ENUNCIADO DE LA TAREA.
Transcribe del fragmento citado, tal como aparece, el tramo que va desde «Me falta decir» hasta «y mucho ardiente.».

FRAGMENTO CITADO.
# # # # # # #
Me falta decir tanto sobre lo que vi y lo que no: los museos, iglesias y la visión de indígenas con los párpados a medio camino y su mirada de vidrio por el efecto del posh: aguardiente de poca agua y mucho ardiente.
# # # # # # #
DATOS PROPORCIONADOS.
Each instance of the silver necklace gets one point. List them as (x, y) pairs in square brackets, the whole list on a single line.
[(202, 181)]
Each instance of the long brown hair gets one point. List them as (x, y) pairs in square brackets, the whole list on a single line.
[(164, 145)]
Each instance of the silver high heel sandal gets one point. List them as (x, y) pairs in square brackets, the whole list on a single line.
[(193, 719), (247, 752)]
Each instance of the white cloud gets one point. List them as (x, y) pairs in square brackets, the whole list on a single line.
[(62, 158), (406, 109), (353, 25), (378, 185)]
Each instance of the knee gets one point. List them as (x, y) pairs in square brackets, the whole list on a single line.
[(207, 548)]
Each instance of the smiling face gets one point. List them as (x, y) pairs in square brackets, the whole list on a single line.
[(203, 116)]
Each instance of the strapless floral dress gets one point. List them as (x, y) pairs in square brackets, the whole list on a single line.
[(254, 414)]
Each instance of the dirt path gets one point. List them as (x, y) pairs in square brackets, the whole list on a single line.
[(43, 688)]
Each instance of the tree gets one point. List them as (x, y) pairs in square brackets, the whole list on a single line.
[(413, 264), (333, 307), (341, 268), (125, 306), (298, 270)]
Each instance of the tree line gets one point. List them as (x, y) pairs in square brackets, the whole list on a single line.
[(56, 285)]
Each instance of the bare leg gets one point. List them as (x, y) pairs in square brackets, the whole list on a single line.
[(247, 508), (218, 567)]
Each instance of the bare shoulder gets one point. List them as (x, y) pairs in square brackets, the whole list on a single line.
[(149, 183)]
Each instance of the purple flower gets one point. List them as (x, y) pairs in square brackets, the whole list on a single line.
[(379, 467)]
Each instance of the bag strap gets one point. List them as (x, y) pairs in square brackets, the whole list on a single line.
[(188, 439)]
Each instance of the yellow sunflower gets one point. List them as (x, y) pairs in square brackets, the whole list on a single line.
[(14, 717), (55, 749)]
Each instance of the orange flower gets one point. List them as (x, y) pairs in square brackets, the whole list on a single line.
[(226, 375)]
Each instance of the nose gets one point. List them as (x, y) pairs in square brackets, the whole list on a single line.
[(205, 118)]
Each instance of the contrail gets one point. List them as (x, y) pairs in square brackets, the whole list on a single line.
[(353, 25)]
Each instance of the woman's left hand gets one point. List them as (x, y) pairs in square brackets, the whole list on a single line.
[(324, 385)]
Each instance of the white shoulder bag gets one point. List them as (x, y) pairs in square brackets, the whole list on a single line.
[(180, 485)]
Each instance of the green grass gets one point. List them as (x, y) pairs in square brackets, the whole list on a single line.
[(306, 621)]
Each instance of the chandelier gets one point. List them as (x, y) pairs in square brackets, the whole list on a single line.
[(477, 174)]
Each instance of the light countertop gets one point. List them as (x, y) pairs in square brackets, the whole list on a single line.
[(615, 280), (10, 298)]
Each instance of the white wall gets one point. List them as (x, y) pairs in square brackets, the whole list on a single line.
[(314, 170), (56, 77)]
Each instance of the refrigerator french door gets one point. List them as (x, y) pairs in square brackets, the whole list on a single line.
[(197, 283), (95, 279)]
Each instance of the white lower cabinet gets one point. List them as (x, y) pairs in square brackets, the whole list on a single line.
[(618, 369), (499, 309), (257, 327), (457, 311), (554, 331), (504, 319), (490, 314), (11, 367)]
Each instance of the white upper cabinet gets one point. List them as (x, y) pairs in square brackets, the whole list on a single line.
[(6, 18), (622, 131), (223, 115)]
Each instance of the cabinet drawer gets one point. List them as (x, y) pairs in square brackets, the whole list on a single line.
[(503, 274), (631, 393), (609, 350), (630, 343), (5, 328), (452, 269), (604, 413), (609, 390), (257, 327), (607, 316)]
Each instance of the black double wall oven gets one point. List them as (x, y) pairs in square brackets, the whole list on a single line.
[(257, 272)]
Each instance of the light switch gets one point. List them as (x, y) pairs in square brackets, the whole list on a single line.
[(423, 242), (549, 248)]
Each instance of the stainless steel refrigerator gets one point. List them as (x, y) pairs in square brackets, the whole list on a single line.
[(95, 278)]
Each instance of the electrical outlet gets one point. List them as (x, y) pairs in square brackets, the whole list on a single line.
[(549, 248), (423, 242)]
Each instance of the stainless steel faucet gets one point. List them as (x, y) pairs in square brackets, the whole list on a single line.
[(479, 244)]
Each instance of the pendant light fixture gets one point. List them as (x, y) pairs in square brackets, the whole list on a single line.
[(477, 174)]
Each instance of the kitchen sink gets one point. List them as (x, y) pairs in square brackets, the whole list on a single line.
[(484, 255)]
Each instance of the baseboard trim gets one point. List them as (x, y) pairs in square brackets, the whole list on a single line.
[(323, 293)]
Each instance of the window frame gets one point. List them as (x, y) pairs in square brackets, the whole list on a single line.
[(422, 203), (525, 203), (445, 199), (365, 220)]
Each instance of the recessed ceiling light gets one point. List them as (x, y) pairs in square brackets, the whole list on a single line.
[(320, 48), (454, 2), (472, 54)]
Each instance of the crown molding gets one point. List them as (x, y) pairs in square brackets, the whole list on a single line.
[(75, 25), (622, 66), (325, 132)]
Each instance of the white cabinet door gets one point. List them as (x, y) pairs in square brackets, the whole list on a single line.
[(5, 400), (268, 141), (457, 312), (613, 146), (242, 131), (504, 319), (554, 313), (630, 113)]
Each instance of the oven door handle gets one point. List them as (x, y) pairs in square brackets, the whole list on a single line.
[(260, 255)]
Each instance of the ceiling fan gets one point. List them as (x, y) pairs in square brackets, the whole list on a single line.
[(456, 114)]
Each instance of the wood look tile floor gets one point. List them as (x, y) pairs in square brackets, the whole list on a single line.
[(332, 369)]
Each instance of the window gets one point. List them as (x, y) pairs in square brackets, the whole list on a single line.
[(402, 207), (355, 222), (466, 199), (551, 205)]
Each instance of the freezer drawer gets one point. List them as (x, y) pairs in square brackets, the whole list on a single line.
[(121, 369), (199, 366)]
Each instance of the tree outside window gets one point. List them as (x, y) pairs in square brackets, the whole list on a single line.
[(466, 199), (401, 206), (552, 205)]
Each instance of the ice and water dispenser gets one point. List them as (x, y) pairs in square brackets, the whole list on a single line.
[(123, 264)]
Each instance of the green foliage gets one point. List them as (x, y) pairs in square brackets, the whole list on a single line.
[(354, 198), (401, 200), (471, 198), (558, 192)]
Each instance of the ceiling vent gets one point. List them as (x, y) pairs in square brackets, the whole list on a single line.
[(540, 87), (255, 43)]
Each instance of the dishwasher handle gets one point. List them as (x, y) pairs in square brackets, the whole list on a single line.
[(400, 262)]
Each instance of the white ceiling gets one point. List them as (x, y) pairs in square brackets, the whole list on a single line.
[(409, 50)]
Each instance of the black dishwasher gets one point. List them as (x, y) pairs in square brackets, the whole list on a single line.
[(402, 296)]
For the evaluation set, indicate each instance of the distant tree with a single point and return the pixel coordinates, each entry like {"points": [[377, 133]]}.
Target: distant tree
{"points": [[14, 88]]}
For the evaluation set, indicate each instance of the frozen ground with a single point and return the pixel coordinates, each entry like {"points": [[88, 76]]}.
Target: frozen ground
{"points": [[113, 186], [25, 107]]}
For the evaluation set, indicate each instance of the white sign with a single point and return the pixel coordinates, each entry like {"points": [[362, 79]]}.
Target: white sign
# # # # # # #
RESULTADO.
Me falta decir tanto sobre lo que vi y lo que no: los museos, iglesias y la visión de indígenas con los párpados a medio camino y su mirada de vidrio por el efecto del posh: aguardiente de poca agua y mucho ardiente.